REQUIREMENT: List each line in the entries below that contains the string "track", reproducing every such line in full.

EXCERPTED DATA:
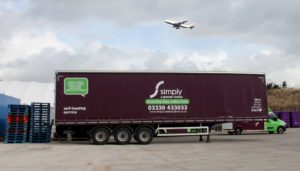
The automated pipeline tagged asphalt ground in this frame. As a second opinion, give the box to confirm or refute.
[0,128,300,171]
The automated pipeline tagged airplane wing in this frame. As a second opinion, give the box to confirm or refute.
[165,20,178,25]
[180,24,195,29]
[180,20,187,24]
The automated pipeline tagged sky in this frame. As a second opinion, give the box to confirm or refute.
[0,0,300,87]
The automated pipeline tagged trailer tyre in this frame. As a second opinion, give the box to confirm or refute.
[114,127,132,144]
[136,127,153,144]
[92,128,110,145]
[234,128,243,135]
[277,126,284,134]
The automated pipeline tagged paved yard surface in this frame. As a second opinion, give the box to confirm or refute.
[0,128,300,171]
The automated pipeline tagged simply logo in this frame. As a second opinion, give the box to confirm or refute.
[150,80,165,98]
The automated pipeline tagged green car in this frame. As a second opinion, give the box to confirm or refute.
[264,108,286,134]
[221,108,286,135]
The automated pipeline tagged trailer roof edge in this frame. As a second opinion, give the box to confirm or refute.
[55,70,265,75]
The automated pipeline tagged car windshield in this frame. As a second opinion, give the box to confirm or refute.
[269,112,278,120]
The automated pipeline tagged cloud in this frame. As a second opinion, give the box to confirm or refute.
[0,0,300,85]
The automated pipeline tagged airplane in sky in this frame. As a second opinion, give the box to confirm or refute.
[165,20,195,29]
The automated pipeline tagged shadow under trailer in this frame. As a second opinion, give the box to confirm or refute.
[55,71,268,144]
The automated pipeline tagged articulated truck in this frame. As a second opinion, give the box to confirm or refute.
[55,71,268,144]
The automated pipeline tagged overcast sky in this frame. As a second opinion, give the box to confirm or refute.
[0,0,300,86]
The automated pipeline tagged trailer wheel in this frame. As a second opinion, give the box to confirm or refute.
[114,127,132,144]
[136,127,153,144]
[234,128,243,135]
[92,128,110,145]
[227,131,234,135]
[277,126,284,134]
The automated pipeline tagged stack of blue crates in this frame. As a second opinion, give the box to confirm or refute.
[29,103,51,143]
[4,105,30,143]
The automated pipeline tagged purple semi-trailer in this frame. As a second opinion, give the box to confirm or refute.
[55,71,268,144]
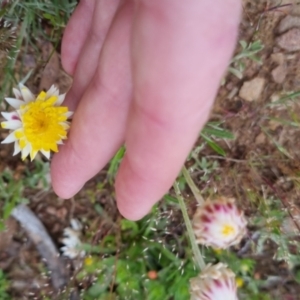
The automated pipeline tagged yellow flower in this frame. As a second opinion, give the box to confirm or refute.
[1,84,73,160]
[193,197,247,249]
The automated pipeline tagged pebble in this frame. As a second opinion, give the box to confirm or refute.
[276,28,300,51]
[239,77,265,102]
[272,65,287,84]
[278,15,300,33]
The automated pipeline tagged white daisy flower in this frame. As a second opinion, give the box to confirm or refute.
[1,84,73,160]
[60,219,85,259]
[193,197,247,249]
[190,263,238,300]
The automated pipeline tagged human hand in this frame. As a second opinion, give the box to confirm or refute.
[51,0,240,220]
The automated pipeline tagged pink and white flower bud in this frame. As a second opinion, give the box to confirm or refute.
[193,197,247,249]
[190,263,238,300]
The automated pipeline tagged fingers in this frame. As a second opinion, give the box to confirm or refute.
[116,0,240,220]
[61,0,96,75]
[51,1,133,198]
[64,0,120,111]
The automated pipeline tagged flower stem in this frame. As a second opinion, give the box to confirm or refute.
[182,166,204,205]
[173,181,205,270]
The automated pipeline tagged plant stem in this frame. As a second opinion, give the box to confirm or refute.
[182,166,204,205]
[173,181,205,270]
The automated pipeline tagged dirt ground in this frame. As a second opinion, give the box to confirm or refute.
[0,0,300,300]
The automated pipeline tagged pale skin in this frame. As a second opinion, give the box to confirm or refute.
[51,0,241,220]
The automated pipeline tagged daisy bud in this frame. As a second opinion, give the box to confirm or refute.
[1,84,73,160]
[190,263,238,300]
[193,197,247,249]
[0,19,16,52]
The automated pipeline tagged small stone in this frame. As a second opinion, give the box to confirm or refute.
[276,28,300,51]
[239,77,265,102]
[271,52,285,65]
[255,132,266,145]
[278,15,300,33]
[272,65,287,83]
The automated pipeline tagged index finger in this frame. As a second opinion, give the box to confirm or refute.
[116,0,240,220]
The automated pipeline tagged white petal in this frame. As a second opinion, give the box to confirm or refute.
[19,83,35,103]
[46,84,59,99]
[13,88,22,100]
[1,120,22,129]
[41,149,50,159]
[1,111,20,121]
[55,94,66,106]
[21,143,31,160]
[1,132,17,144]
[13,141,21,156]
[5,98,25,109]
[30,151,38,161]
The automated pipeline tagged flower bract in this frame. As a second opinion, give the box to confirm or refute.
[190,263,238,300]
[1,84,73,160]
[193,197,247,249]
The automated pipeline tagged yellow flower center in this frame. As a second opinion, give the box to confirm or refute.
[16,92,68,152]
[221,224,235,237]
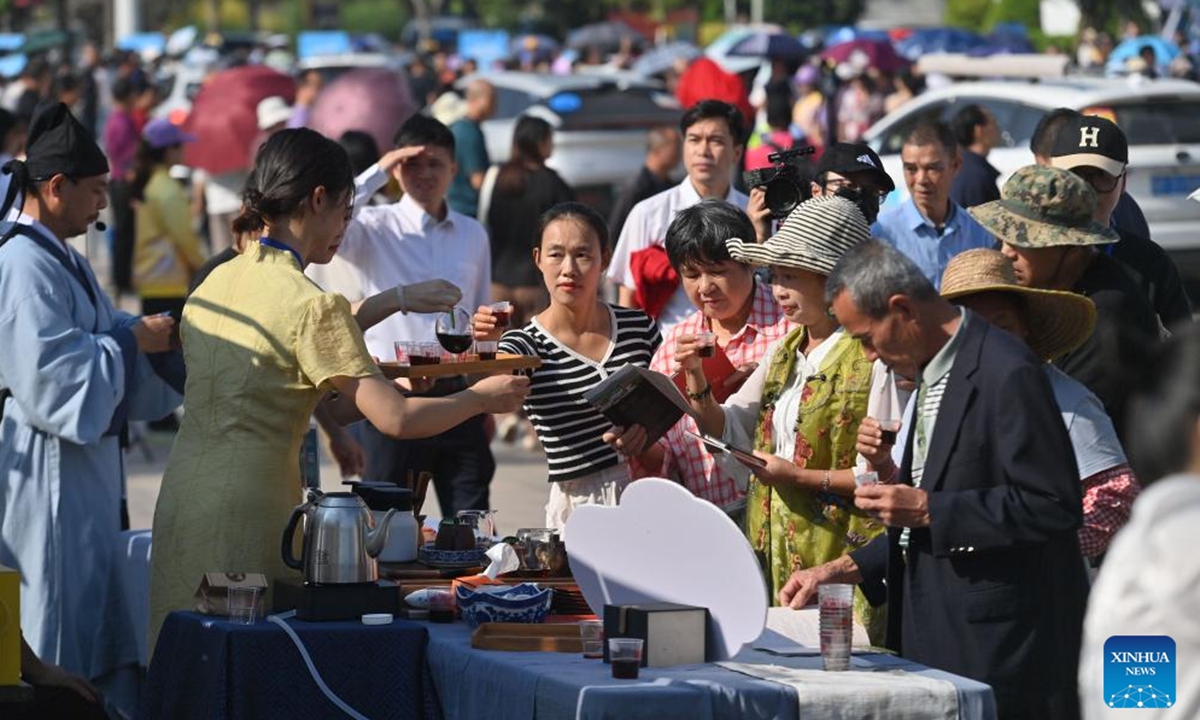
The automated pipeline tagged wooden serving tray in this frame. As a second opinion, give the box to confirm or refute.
[470,623,583,654]
[379,353,541,379]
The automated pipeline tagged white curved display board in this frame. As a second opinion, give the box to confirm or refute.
[565,478,767,660]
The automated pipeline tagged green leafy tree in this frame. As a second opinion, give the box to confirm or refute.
[984,0,1042,30]
[338,0,409,38]
[943,0,992,32]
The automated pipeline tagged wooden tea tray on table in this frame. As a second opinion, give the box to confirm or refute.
[379,353,541,379]
[470,623,583,654]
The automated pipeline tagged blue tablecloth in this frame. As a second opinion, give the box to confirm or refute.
[139,612,442,720]
[426,623,995,720]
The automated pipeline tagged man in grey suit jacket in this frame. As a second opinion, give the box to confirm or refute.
[780,241,1087,718]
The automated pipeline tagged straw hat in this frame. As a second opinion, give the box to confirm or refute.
[967,166,1121,247]
[726,196,871,277]
[942,248,1096,360]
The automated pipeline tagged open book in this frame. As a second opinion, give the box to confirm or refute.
[583,365,694,444]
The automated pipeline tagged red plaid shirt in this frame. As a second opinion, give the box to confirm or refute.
[643,278,794,506]
[1079,464,1141,558]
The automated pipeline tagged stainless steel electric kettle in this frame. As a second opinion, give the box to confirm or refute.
[281,491,396,584]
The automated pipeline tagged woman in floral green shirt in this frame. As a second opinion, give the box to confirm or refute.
[677,197,902,640]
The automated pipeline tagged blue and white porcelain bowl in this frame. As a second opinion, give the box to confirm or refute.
[418,542,487,568]
[458,582,554,628]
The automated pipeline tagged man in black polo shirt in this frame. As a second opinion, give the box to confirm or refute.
[1050,115,1192,329]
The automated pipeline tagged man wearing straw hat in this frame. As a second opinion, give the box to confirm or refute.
[970,166,1159,441]
[942,248,1141,564]
[780,241,1087,720]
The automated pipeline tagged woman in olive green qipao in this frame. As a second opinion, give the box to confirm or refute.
[677,197,905,642]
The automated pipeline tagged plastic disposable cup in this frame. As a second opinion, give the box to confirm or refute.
[430,590,455,623]
[491,300,512,330]
[229,586,259,625]
[817,584,854,671]
[608,637,642,680]
[880,420,900,445]
[580,620,604,658]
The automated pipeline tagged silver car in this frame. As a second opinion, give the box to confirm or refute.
[456,71,682,214]
[864,78,1200,299]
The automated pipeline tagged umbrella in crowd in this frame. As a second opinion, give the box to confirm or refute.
[1106,35,1180,71]
[184,65,295,174]
[566,20,646,53]
[676,58,754,122]
[308,67,418,156]
[821,40,908,73]
[728,32,809,62]
[967,34,1034,58]
[510,34,559,58]
[824,25,892,48]
[896,28,988,61]
[630,40,701,77]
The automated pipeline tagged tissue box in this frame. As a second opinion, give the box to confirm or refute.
[0,565,20,685]
[604,602,708,667]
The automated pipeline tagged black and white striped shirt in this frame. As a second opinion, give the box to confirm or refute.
[499,305,662,482]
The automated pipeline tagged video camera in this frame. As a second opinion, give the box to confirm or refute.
[742,145,816,221]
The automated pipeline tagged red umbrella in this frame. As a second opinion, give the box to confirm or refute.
[821,38,908,73]
[676,56,754,126]
[184,65,296,175]
[308,67,418,152]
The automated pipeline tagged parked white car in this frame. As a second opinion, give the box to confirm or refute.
[864,78,1200,292]
[456,71,683,212]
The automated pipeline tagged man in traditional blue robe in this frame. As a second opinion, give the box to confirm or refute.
[0,103,182,679]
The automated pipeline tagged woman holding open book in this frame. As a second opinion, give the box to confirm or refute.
[474,203,661,528]
[676,197,890,638]
[609,199,794,518]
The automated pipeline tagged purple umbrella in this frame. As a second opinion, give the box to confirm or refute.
[308,67,418,151]
[821,40,910,73]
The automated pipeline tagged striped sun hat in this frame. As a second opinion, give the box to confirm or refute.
[726,196,871,277]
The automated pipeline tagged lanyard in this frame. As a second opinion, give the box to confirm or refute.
[258,238,304,270]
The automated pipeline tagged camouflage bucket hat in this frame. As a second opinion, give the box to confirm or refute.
[968,166,1120,247]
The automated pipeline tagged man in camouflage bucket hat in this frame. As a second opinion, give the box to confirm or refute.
[970,166,1159,434]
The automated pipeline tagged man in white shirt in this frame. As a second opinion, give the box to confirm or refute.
[314,115,496,517]
[608,100,752,334]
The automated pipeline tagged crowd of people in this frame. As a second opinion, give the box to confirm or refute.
[0,22,1200,718]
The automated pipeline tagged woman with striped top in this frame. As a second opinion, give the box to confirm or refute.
[474,203,661,528]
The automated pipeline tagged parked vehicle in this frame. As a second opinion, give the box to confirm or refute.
[456,72,682,212]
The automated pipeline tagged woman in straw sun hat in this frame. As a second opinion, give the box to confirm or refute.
[676,197,899,642]
[942,250,1141,563]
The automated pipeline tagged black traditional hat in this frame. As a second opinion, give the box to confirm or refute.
[25,102,108,181]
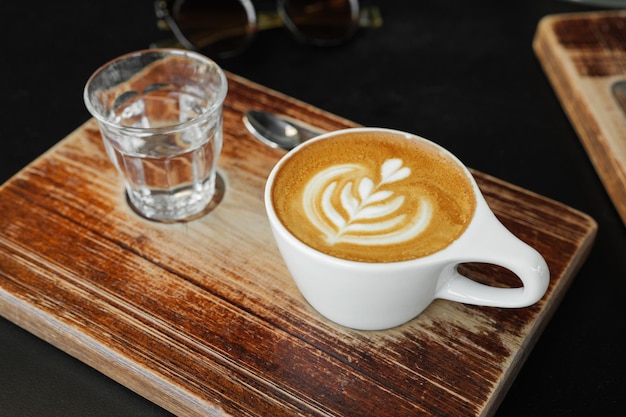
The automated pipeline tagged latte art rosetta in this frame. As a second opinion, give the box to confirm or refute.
[302,158,432,245]
[271,131,476,263]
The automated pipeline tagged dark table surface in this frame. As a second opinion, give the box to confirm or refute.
[0,0,626,417]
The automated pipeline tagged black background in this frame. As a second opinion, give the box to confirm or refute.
[0,0,626,416]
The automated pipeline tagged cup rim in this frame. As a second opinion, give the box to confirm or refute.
[83,48,228,134]
[264,126,478,268]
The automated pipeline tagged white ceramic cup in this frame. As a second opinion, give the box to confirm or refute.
[265,128,549,330]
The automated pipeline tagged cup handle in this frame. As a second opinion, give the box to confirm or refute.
[435,210,550,308]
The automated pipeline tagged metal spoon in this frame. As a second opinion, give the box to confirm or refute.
[243,110,324,150]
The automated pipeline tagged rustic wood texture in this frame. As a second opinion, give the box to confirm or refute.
[0,74,596,417]
[533,11,626,223]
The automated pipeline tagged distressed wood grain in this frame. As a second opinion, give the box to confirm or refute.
[0,74,596,417]
[533,10,626,223]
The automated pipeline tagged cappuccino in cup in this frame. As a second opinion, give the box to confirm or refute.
[271,132,476,262]
[265,128,550,330]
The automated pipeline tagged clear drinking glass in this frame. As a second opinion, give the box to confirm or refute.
[84,49,228,222]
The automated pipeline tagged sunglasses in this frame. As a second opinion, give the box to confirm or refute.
[154,0,382,58]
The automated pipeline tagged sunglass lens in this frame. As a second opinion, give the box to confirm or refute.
[172,0,257,57]
[278,0,359,45]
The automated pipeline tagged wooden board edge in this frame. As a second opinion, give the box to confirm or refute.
[532,12,626,224]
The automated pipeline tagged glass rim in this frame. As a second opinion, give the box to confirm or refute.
[83,48,228,134]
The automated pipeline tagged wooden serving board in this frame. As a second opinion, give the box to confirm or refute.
[533,11,626,223]
[0,74,596,417]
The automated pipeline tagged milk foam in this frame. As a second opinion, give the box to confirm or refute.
[302,158,433,246]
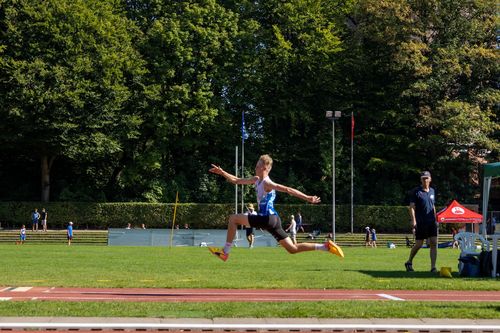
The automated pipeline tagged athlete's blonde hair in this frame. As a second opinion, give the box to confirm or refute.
[259,154,273,169]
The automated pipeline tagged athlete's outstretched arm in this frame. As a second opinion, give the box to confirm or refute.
[208,164,259,185]
[264,181,321,203]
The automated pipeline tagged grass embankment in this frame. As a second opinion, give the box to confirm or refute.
[0,244,500,319]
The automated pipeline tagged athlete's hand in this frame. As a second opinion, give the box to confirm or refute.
[307,195,321,203]
[208,164,224,175]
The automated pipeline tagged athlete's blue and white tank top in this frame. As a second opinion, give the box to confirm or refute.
[255,177,278,215]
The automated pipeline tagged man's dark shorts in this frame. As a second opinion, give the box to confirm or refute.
[248,215,289,242]
[415,223,437,240]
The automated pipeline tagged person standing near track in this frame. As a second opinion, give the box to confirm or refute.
[209,155,344,261]
[40,208,49,231]
[19,224,26,245]
[31,208,40,231]
[66,221,73,245]
[405,171,438,272]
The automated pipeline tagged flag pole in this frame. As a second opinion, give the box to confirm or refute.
[241,124,245,213]
[234,146,238,214]
[170,191,179,247]
[351,111,354,234]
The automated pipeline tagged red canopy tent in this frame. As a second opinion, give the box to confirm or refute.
[437,200,483,223]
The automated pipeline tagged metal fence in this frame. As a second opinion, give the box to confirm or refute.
[108,228,277,247]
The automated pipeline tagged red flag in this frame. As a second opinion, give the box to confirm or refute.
[351,113,354,140]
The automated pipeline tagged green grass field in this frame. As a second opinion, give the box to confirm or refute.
[0,244,500,319]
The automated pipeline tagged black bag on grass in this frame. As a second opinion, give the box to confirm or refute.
[458,256,481,277]
[479,250,500,277]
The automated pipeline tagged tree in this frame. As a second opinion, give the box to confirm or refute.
[0,0,144,201]
[345,0,500,202]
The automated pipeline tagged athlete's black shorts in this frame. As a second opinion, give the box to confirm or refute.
[415,222,437,240]
[248,215,289,242]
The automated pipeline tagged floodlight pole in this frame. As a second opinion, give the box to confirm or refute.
[326,111,342,242]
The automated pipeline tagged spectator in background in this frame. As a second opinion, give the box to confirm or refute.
[405,171,438,273]
[365,226,372,247]
[40,208,48,231]
[66,221,73,245]
[370,228,377,247]
[451,227,458,249]
[19,224,26,245]
[31,208,40,231]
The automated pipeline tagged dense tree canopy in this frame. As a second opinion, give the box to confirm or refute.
[0,0,500,204]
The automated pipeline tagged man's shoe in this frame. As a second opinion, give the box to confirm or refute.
[405,261,414,272]
[325,240,344,258]
[208,247,229,261]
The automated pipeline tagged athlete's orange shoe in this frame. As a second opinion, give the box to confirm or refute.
[208,247,229,261]
[325,240,344,258]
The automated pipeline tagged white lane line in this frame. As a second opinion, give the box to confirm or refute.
[0,322,500,332]
[377,294,404,301]
[11,287,33,293]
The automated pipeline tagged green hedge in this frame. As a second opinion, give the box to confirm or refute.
[0,202,422,233]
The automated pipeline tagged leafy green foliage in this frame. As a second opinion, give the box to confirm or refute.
[0,0,500,205]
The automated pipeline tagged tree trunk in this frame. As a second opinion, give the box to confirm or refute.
[40,155,55,202]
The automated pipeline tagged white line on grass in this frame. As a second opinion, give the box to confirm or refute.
[377,294,404,301]
[0,322,500,332]
[11,287,33,293]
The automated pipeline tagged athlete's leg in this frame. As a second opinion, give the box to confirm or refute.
[279,237,316,254]
[226,214,250,243]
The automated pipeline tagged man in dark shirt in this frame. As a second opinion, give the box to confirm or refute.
[405,171,438,272]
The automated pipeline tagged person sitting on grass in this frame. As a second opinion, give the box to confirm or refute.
[209,155,344,261]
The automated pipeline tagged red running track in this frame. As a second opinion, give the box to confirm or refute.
[0,287,500,302]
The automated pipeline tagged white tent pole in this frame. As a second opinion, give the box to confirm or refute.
[482,177,491,237]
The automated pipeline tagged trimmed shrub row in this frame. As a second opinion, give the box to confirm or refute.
[0,202,450,233]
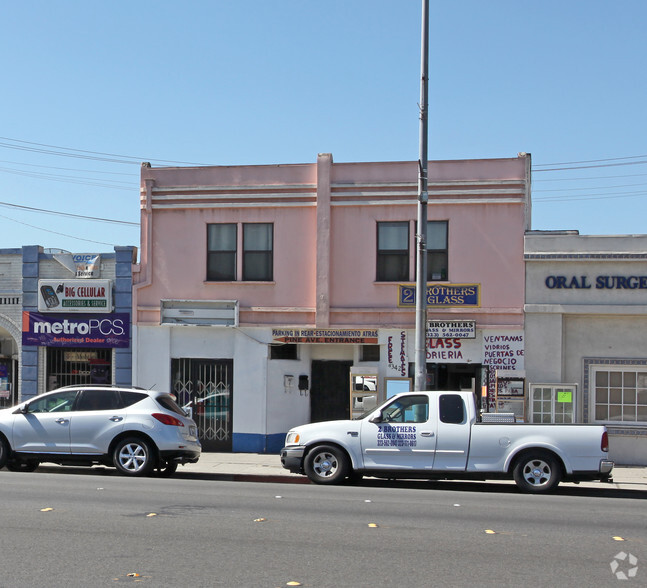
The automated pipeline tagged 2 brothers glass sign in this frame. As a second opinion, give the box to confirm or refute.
[398,284,481,308]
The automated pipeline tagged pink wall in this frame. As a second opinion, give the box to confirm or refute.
[134,156,530,327]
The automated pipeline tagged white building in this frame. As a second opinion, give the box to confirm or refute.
[525,231,647,465]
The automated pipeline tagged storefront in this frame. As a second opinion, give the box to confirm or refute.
[525,231,647,465]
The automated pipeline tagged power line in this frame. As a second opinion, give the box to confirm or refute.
[0,137,207,166]
[533,182,647,194]
[0,214,129,247]
[0,167,135,192]
[533,156,647,173]
[536,154,647,167]
[0,202,139,226]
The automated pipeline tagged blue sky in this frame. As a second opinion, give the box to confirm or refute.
[0,0,647,252]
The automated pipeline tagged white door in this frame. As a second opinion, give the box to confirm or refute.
[360,394,436,470]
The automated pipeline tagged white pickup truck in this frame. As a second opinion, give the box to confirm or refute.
[281,392,613,493]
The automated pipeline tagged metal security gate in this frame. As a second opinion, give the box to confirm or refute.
[171,358,234,451]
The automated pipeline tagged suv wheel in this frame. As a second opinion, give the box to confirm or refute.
[112,437,156,476]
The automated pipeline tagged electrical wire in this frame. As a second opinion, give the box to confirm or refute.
[0,214,130,247]
[0,137,208,166]
[0,202,139,227]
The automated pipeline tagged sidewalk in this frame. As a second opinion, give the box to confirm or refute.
[178,452,647,498]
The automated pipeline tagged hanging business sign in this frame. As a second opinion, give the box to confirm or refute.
[398,284,481,308]
[53,251,101,278]
[427,321,476,339]
[38,280,112,313]
[272,329,377,345]
[22,311,130,347]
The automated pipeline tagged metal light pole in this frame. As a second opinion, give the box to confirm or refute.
[414,0,429,391]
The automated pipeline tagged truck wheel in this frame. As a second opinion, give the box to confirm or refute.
[512,451,562,494]
[304,445,350,484]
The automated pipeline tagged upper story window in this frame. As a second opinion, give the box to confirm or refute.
[207,223,274,282]
[207,223,238,282]
[243,223,274,282]
[376,221,409,282]
[427,221,448,282]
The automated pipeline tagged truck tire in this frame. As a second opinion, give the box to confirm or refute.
[304,445,350,484]
[512,451,562,494]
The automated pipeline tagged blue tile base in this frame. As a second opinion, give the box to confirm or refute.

SOLUTION FOR THIS EXERCISE:
The automated pipeline tagged person standing near track in this frame. As a second opinion, give the box to confirm or refute.
The automated pipeline tagged red running track in this frame. As a second opinion, give the box to confirm or refute.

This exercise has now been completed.